» **Task instructions**
Count how many lines in the rows below contain the string "instance", with case counting, and reply with only that number.

» **Extracted data**
__________________________________________________

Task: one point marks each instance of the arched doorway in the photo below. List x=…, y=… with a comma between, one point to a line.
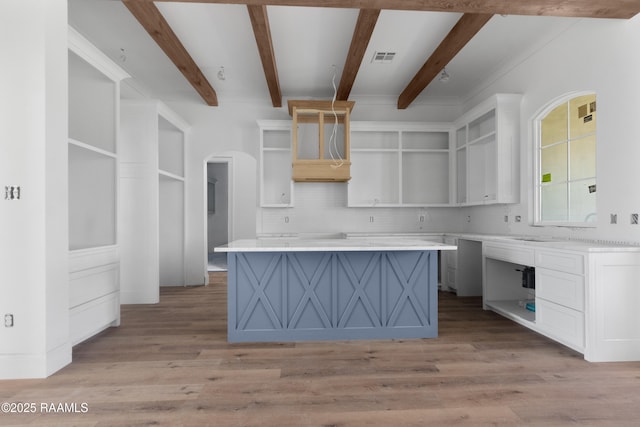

__________________________________________________

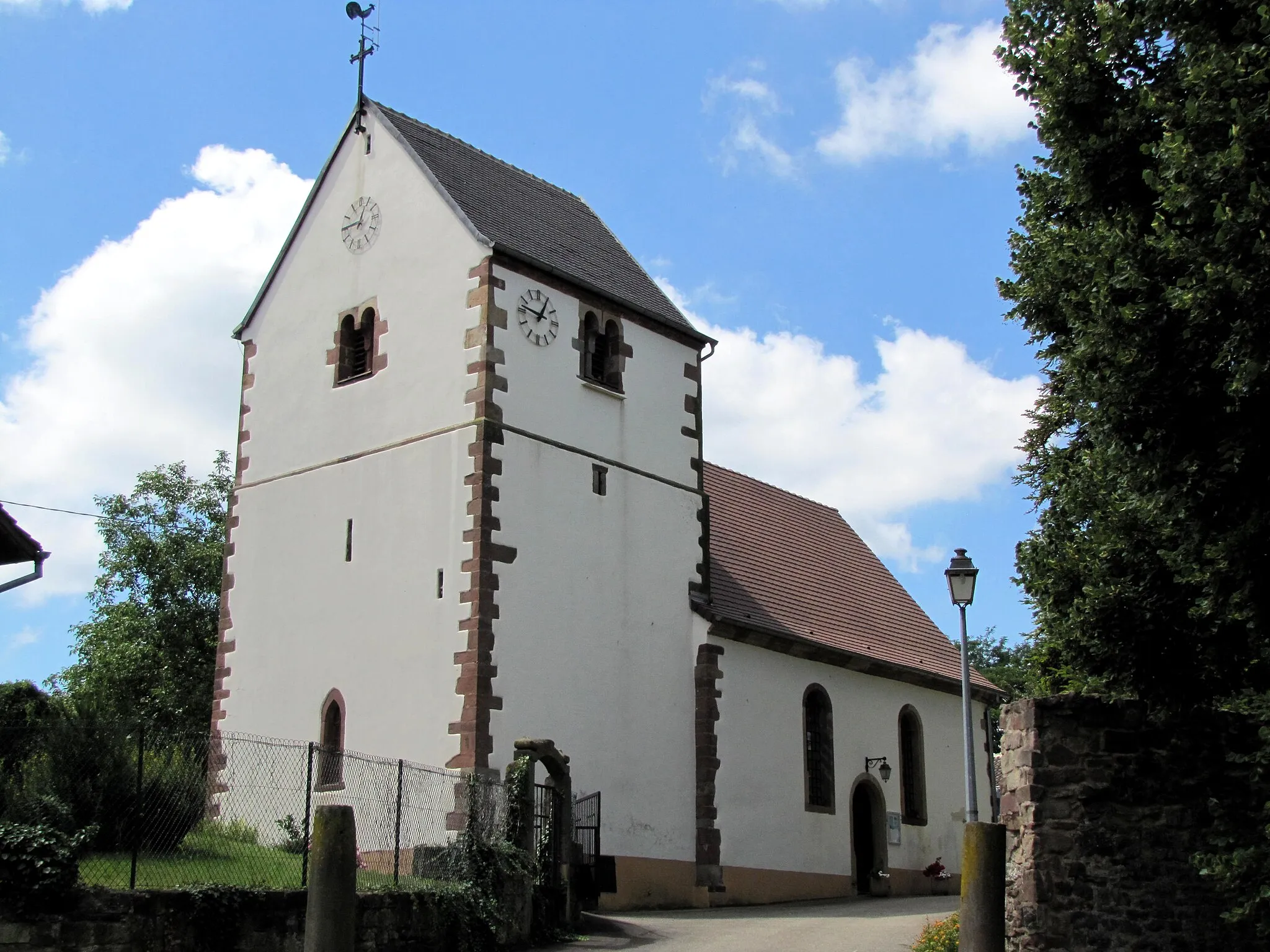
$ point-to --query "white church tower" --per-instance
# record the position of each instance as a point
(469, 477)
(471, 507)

__________________________________________________

» **Answer to this task**
3